§ INSTRUCTION
Write the material out again in full, exactly.
━━ INFORMATION GIVEN
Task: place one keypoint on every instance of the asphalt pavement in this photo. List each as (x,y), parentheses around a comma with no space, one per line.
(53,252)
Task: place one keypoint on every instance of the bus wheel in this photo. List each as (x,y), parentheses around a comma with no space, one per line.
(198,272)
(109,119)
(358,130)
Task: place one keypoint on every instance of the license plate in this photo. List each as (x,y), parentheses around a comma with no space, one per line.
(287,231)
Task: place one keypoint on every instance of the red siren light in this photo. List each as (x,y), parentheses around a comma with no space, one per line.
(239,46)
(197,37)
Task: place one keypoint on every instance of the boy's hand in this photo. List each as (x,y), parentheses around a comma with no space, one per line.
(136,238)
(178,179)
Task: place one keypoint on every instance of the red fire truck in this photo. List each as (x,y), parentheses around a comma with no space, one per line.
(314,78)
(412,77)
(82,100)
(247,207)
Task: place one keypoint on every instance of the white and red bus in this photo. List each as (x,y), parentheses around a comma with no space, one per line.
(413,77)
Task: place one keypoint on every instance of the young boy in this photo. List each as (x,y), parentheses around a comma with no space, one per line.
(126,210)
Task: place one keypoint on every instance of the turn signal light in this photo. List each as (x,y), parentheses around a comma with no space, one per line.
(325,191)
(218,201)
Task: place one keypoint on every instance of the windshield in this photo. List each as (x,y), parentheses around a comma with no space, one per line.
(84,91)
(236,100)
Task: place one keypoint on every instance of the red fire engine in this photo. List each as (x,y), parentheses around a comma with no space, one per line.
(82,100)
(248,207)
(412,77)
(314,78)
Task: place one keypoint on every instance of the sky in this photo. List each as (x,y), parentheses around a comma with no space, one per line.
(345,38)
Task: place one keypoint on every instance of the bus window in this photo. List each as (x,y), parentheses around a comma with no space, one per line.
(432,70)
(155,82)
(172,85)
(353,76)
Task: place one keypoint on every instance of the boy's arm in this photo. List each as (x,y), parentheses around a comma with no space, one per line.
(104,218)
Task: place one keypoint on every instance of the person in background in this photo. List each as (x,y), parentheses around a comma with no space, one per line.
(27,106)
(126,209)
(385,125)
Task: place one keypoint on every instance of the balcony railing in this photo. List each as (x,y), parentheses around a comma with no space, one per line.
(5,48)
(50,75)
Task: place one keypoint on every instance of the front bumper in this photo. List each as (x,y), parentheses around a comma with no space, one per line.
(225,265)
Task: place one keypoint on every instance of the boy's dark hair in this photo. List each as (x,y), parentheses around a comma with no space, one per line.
━━━━
§ COMPLETED TASK
Task: place one keypoint on every instance of the asphalt pavement in this photo. List each as (x,y), parentheses around a comma with no space, one per line.
(53,252)
Task: place one keypoint on every instance of the bus wheel in this photo. List each as (x,y), parentheses around a comma with no space, one per line.
(198,272)
(109,119)
(358,130)
Task: place one keypoint on every instance of the license plate in this photo. List each as (x,y), parentheses around a comma with no space, one per line.
(287,231)
Task: place one keypoint on every instance of the red siren light in this photo. List each as (x,y), parentheses around a comma with no space, one per line.
(239,46)
(197,37)
Task: place one keypoint on every instance of the boy's hand in this photo. List each as (x,y), parentheses around a comma with no space, one per line.
(136,238)
(178,179)
Task: place one keypoint on every instance of the red fire truck in this photo. List each as (x,y), parentheses around a comma with no space, one per line.
(314,78)
(412,77)
(82,100)
(247,207)
Task: place one keypoint on every instance of the white and red bus in this photo. List each as (x,y), parentheses around a comma with no space, one per line.
(413,77)
Task: place one keypoint on every instance of the young boy in this photo. List each as (x,y), parentheses around a comma with no space, one per line.
(126,210)
Task: place one keypoint on every instance of the turn signal light in this photo. List each as (x,y), parentheses around a comma with no space, one per line.
(325,191)
(218,201)
Task: place one keypoint on every instance of the windshield in this photo. List each as (x,y), parentheses around a comma with no space, one per line.
(84,91)
(236,100)
Task: place one keypoint on every instance of the red fire engine in this photo. List each as (x,y), parentheses around a comma with no space, one per line.
(82,100)
(248,207)
(412,77)
(314,78)
Task: place one keypoint on every instance of the sky in this photo. List each as (x,y), parentheses around a comma with no space, one per line.
(345,38)
Task: place one keypoint on every instance of the bus window in this photo. List each as (x,y), parentheses around a comma with no space, one per line.
(432,70)
(155,82)
(172,85)
(353,76)
Task: place one keypoint on every instance of the boy's arm in this photo. List each as (x,y), parentheses around a comma with no space, one per line.
(104,218)
Task: place one keypoint on every instance of the person in background in this photo. List each as (x,y), parentheses around a comma with no space, one per line.
(27,106)
(126,209)
(385,125)
Task: place one keypoint on every instance of the balcony railing in this photo. List each as (x,y), parentheses around a comma with no space, one per line.
(5,48)
(50,75)
Task: place one keypoint on every instance of the front bumper in this photo. List each as (x,y), parentheses around a comma with no space, one per line.
(225,265)
Task: place one keypoint on every instance of the boy's dark hair in this photo. List each as (x,y), parentheses around a comma with no space, one per line.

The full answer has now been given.